**Exercise instructions**
Reproduce verbatim the stretch of the listing below from the line containing "Wildlife camera triggered — scan the photo above for small tree" through the last line of the listing, including both.

___ Provided data ___

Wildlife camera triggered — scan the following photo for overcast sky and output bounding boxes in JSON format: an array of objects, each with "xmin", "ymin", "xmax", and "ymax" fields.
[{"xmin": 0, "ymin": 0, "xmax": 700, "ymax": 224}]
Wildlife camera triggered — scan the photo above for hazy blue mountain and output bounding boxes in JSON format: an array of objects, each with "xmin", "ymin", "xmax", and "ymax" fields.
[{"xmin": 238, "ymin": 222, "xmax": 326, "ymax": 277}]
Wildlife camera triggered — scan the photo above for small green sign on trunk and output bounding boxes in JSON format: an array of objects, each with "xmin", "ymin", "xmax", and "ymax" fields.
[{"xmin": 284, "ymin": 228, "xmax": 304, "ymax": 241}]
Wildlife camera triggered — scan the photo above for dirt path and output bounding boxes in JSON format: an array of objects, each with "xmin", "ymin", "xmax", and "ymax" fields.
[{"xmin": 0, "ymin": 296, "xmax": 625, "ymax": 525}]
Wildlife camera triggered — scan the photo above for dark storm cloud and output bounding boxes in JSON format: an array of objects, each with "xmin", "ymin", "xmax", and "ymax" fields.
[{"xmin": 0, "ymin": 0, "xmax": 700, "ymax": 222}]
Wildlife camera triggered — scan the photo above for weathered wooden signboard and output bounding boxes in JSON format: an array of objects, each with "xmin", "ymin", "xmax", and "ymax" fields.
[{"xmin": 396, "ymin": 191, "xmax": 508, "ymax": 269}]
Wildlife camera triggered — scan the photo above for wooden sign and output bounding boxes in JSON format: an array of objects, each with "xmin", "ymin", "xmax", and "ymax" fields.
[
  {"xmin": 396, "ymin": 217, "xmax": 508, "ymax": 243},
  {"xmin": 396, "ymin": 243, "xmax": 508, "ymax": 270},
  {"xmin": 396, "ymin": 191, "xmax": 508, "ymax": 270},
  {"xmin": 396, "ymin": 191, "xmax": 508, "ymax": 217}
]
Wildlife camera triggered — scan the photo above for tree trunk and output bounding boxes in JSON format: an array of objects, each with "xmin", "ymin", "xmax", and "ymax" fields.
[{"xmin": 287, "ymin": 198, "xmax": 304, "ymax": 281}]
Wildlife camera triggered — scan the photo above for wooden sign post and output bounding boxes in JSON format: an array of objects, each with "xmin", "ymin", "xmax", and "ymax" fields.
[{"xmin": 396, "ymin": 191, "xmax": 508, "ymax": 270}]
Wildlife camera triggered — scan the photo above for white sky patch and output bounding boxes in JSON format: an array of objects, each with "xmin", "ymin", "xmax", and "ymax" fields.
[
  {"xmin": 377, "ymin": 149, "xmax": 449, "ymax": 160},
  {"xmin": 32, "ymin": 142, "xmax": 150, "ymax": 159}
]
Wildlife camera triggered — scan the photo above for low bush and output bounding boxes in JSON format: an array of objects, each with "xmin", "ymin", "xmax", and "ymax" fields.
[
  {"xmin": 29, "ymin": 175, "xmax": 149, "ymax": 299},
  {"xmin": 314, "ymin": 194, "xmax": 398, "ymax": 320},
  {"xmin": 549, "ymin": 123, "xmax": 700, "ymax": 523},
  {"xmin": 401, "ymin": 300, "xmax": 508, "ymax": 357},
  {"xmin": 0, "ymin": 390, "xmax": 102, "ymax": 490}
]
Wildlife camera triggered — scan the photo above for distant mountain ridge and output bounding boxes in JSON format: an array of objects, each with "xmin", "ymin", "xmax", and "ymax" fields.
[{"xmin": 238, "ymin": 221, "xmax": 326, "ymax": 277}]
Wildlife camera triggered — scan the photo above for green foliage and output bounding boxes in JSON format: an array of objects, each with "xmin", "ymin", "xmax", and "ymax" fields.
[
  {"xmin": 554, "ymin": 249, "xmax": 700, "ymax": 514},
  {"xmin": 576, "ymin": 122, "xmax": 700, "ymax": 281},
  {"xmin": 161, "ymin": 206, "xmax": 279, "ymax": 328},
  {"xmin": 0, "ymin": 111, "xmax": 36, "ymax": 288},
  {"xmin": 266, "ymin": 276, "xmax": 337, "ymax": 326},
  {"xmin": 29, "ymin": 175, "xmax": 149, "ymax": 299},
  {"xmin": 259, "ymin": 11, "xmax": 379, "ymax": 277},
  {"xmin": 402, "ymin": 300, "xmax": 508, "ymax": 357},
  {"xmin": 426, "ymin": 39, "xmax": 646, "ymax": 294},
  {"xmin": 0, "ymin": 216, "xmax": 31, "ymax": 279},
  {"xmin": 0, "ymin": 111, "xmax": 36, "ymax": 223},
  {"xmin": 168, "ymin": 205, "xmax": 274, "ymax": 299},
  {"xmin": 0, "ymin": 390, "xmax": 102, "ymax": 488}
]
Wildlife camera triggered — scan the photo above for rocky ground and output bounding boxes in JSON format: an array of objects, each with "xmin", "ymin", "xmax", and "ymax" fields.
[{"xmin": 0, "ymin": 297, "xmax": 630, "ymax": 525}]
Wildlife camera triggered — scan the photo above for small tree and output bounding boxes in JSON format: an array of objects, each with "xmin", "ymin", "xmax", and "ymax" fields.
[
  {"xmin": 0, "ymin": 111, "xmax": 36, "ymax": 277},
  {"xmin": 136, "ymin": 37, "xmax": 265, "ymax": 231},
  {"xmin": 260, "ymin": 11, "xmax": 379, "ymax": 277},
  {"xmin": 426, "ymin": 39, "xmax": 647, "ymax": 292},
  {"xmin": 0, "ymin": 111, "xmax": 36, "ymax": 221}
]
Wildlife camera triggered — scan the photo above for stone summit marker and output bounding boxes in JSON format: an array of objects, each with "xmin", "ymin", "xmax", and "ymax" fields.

___

**The solution**
Wildlife camera triggered — scan the photo above for small tree and output bounding boxes in JSON format: an array of objects, each with "xmin", "ymin", "xmax", and "ymax" fields.
[
  {"xmin": 0, "ymin": 111, "xmax": 36, "ymax": 277},
  {"xmin": 136, "ymin": 37, "xmax": 265, "ymax": 231},
  {"xmin": 260, "ymin": 11, "xmax": 379, "ymax": 277},
  {"xmin": 426, "ymin": 39, "xmax": 647, "ymax": 292},
  {"xmin": 0, "ymin": 111, "xmax": 36, "ymax": 221}
]
Wildlife camera triggered — scan the photo above for stone summit marker and output bounding boxes in JSON format: an array of objects, each with "xmin", "ymin", "xmax", and "ymax" fields.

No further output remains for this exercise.